__What you will do__
Using the records below, output the stretch that opens with the line containing "Question. Locate the silver" and closes with the line containing "Question. Locate the human", exactly and including both lines, with nothing more.

Data extract Block Start

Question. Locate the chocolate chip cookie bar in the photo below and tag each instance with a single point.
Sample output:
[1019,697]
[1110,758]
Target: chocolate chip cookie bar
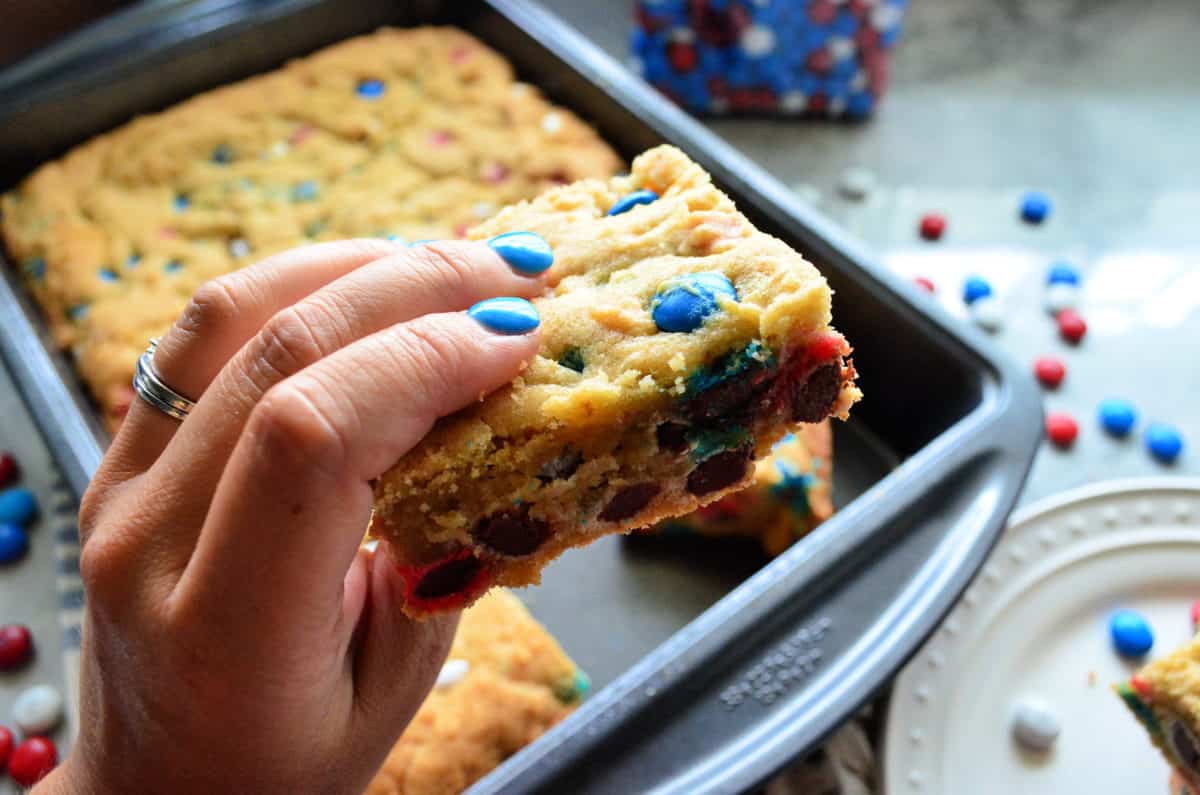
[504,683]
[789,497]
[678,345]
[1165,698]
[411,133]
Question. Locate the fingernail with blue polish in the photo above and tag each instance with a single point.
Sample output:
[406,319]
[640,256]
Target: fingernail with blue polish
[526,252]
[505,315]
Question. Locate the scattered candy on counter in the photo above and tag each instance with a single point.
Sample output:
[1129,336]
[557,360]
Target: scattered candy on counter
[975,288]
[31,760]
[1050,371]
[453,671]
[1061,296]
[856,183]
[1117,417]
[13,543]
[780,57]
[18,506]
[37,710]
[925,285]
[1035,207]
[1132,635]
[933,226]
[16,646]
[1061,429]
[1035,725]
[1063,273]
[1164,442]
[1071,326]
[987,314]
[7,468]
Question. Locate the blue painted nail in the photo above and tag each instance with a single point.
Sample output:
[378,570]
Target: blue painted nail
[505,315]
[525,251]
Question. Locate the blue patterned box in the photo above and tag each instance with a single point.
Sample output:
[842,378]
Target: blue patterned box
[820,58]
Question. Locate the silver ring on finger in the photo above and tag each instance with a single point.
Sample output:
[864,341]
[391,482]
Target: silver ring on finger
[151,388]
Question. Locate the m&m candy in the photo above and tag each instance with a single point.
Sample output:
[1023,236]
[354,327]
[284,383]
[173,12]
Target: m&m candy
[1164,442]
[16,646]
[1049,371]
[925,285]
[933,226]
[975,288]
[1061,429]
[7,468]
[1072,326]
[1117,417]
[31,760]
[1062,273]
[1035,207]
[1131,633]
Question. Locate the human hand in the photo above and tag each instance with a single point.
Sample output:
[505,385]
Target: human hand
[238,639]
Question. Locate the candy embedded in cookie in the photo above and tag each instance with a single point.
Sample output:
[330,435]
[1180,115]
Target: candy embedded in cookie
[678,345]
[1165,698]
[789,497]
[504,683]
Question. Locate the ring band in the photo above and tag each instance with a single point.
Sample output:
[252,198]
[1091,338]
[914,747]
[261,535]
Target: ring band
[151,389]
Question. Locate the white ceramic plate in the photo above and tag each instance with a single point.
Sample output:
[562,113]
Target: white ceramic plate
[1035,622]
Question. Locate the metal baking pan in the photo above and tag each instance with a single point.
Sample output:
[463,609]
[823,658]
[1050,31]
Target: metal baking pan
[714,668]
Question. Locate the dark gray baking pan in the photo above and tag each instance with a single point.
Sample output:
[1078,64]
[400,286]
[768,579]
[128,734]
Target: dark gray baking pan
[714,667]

Data extract Block End

__Response below__
Question. Locate the silver ring on finger in the photo above and tag each instance with a single point.
Sample output:
[864,341]
[391,482]
Target: silver ring on finger
[151,388]
Question. Locate the m&m candy in the photo above and tag each instance with a single point.
Sample output:
[1023,236]
[354,327]
[284,383]
[173,12]
Target: m&m candy
[1164,442]
[16,646]
[1049,371]
[925,285]
[933,226]
[975,288]
[1061,429]
[7,468]
[1072,326]
[1117,417]
[31,760]
[1062,273]
[1035,207]
[1131,633]
Question. Locate the human hand in the photo above and tag each instance with a single point.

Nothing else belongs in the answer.